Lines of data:
** Begin **
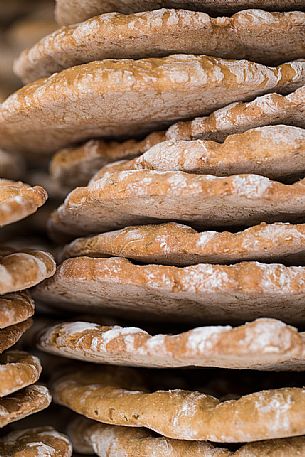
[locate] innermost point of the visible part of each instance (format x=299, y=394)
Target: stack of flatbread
x=177, y=130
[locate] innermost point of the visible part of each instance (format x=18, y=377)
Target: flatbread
x=21, y=404
x=156, y=93
x=71, y=11
x=264, y=344
x=10, y=335
x=163, y=32
x=19, y=200
x=140, y=197
x=277, y=152
x=75, y=166
x=180, y=245
x=119, y=396
x=21, y=270
x=201, y=293
x=17, y=370
x=35, y=442
x=15, y=308
x=107, y=440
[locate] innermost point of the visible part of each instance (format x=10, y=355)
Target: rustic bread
x=156, y=93
x=200, y=293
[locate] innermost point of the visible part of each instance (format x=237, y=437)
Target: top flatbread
x=19, y=200
x=71, y=11
x=75, y=166
x=163, y=32
x=132, y=97
x=35, y=442
x=90, y=436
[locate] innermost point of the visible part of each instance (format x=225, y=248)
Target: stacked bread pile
x=198, y=225
x=20, y=396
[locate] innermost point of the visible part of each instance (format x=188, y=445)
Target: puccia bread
x=200, y=293
x=76, y=165
x=163, y=32
x=137, y=197
x=34, y=442
x=91, y=437
x=177, y=244
x=71, y=11
x=156, y=93
x=118, y=396
x=264, y=344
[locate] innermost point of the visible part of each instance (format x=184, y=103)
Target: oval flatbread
x=180, y=245
x=89, y=436
x=21, y=270
x=124, y=97
x=200, y=293
x=75, y=166
x=17, y=370
x=163, y=32
x=264, y=344
x=35, y=442
x=140, y=197
x=15, y=308
x=18, y=200
x=110, y=395
x=71, y=11
x=21, y=404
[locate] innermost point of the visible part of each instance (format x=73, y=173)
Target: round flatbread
x=18, y=200
x=163, y=32
x=264, y=344
x=118, y=396
x=75, y=166
x=156, y=93
x=17, y=370
x=200, y=293
x=89, y=436
x=15, y=308
x=180, y=245
x=35, y=442
x=21, y=404
x=71, y=11
x=21, y=270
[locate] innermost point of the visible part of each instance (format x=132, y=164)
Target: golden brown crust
x=71, y=11
x=88, y=436
x=264, y=344
x=18, y=200
x=140, y=197
x=163, y=32
x=200, y=293
x=107, y=395
x=35, y=442
x=21, y=404
x=156, y=93
x=75, y=166
x=277, y=152
x=15, y=308
x=17, y=370
x=22, y=270
x=10, y=335
x=180, y=245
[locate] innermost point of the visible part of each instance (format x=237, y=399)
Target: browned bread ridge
x=155, y=93
x=76, y=165
x=71, y=11
x=35, y=442
x=163, y=32
x=119, y=396
x=200, y=293
x=264, y=344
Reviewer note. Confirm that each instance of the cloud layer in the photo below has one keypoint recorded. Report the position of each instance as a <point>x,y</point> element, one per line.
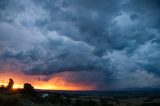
<point>115,44</point>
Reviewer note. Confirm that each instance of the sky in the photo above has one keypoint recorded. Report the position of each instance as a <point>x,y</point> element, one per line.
<point>87,44</point>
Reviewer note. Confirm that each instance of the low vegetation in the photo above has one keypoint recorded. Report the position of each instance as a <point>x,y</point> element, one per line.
<point>28,96</point>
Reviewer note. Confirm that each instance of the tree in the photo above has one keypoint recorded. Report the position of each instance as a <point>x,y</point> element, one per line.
<point>10,84</point>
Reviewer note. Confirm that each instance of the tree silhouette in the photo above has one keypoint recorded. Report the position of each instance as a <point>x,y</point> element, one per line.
<point>10,84</point>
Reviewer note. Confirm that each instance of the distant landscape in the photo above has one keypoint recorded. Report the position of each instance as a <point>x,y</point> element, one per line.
<point>28,96</point>
<point>79,52</point>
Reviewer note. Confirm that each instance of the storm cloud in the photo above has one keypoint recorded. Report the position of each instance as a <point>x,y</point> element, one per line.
<point>111,43</point>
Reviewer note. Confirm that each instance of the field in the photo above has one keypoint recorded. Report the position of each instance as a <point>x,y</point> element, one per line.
<point>80,98</point>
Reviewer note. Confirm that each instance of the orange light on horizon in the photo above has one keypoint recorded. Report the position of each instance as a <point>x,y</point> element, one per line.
<point>56,82</point>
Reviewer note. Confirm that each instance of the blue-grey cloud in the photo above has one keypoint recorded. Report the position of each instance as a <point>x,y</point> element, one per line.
<point>117,39</point>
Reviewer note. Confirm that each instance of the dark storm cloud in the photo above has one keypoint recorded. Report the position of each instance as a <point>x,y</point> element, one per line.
<point>117,39</point>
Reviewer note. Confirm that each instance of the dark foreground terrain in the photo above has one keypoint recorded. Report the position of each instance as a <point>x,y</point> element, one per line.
<point>79,98</point>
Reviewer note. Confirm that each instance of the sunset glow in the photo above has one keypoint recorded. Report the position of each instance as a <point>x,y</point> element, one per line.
** End **
* Work instructions
Please update the rows in the stretch from the line containing "(format x=237, y=437)" through the line containing "x=20, y=396" by replacing "top flatbread" with "uppermost flatbread". Return only those lines, with nothing else changed.

* Exercise solution
[locate] innermost point of the visible part of each instance (format x=237, y=437)
Target: uppermost flatbread
x=19, y=200
x=71, y=11
x=75, y=166
x=163, y=32
x=132, y=97
x=35, y=442
x=90, y=436
[locate] innermost point of the visible part of each instance (format x=225, y=248)
Target: stacked bread pile
x=198, y=225
x=20, y=396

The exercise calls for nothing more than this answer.